TASK OBJECTIVE>
Switch every "coordinates" in the listing below to "positions", keep everything else unchanged, and leave the pictures out of your copy.

AVAILABLE DATA>
— start —
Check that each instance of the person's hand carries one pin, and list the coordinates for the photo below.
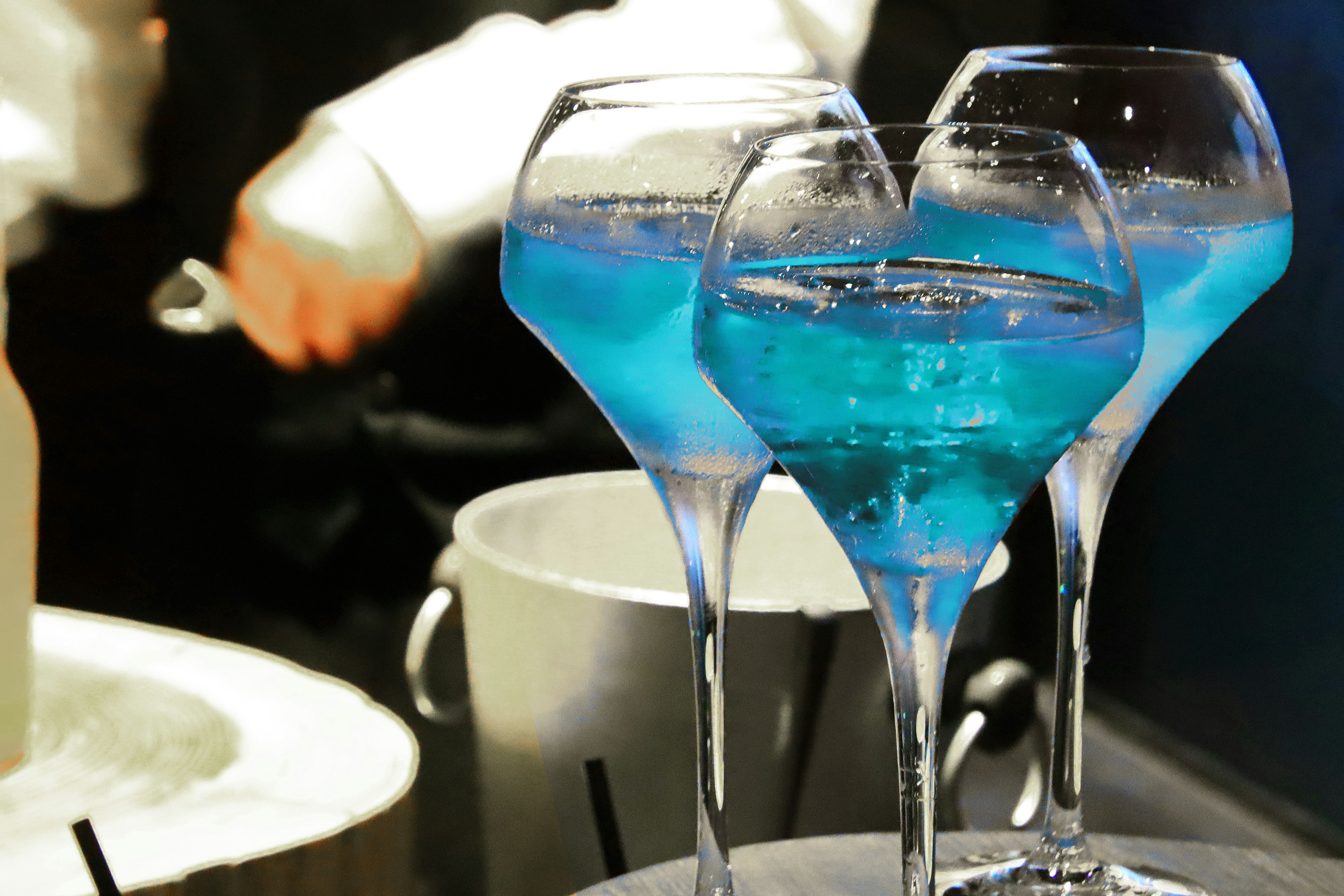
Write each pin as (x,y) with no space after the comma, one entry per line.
(323,256)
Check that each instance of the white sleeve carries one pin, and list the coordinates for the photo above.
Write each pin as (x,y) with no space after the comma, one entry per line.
(451,128)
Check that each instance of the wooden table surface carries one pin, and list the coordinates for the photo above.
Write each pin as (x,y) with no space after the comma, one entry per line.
(208,769)
(867,866)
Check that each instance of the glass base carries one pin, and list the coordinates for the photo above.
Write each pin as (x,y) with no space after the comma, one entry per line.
(1011,875)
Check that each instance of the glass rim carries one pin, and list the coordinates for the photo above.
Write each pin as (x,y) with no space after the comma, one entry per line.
(1054,143)
(579,89)
(1152,57)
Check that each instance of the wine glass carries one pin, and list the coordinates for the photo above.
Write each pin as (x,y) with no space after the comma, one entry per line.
(1194,164)
(918,322)
(601,260)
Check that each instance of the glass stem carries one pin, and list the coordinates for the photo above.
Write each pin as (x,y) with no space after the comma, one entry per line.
(1080,488)
(707,515)
(917,641)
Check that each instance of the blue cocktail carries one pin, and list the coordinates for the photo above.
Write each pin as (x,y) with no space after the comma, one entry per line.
(601,260)
(918,322)
(1194,164)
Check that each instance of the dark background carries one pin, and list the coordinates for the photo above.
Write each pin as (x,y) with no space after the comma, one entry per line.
(187,481)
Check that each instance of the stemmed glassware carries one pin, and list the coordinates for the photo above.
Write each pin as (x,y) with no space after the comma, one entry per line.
(601,260)
(1195,167)
(918,322)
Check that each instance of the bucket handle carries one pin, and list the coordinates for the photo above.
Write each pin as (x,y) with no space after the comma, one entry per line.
(445,597)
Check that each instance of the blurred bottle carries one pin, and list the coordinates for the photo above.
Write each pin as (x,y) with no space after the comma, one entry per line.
(18,546)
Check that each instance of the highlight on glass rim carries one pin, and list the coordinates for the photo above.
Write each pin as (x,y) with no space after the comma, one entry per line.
(397,391)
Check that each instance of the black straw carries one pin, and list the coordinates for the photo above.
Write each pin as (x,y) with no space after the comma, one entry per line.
— end —
ANSWER FOR THIS EXERCISE>
Check that each instance of the person's hand carries one pin, and list the positions for the photo below.
Write each pin as (x,y) with no space after the comma, one entry per line.
(323,256)
Check that each instance of the white sleeve carries one pin, and list the positions for the photo above.
Write each pin as (x,y) with no space after the comma, one entry per line.
(451,128)
Check that each instance of the wooden table surface carries one pin, and list the positions for the photo above.
Write each pin as (x,y) with no space after the comma, one entry per line.
(208,769)
(867,866)
Check that each instance of the glass base carries one pin, and list the positions for the photo above.
Write each pin as (x,y) with no space after the comma, one entry per line.
(1011,875)
Check that each instance of the glass rim carries one pin, and list the positions for the photo above.
Write each pin as (x,y) with no space after the comma, one entry per line.
(1054,143)
(579,89)
(1152,57)
Check that each instance of the wine glass carries one pin, and list the positions for the photo above.
Write each pin as (x,y) with no space after the comma, one entry per line.
(1194,164)
(918,322)
(601,260)
Check that each instance of the glass stem carries one pin, and list the positions for the photo above.
Write each pin as (x,y) with no space after the comma, one entry per line.
(1080,488)
(707,515)
(917,641)
Check that each instance of the blue cocktail carries one pin, and list the positions for the photo above.
Write each pin as (x,y) with no space after the comma, one entry per line.
(601,260)
(918,322)
(1194,164)
Check that each instance of the dark background carries one pin, and list the positions for the photo above.
Write each pin as (x,y) with no space after the comma, one entry per line.
(187,481)
Check that each instance of the stemmed glassware carries one pin, and list the positions for the photo above.
Write each pin as (x,y) with no space after the comma, one entry per line.
(601,260)
(1195,167)
(918,322)
Check that each instance of the bucket handle carries one pin, and list the positions for the photo above.
Write each pin as (x,y) with no space after the comma, one entry per line.
(445,597)
Check that each instance of the blurred bottle carries one pin, and list the positions for the photo above.
Write each pin as (x,y) with no space after the comma, one entry per line.
(18,546)
Check that each instance of the highlight on glass rim carries one pin, and list the positions for the photo above.
Write each pin as (x,y) with no space after the comma, one entry per line.
(397,391)
Check that each instance of the black straw carries one pin, and list the positions for the photo above.
Write each pin as (x,y) with no space after the comma, one entry per line.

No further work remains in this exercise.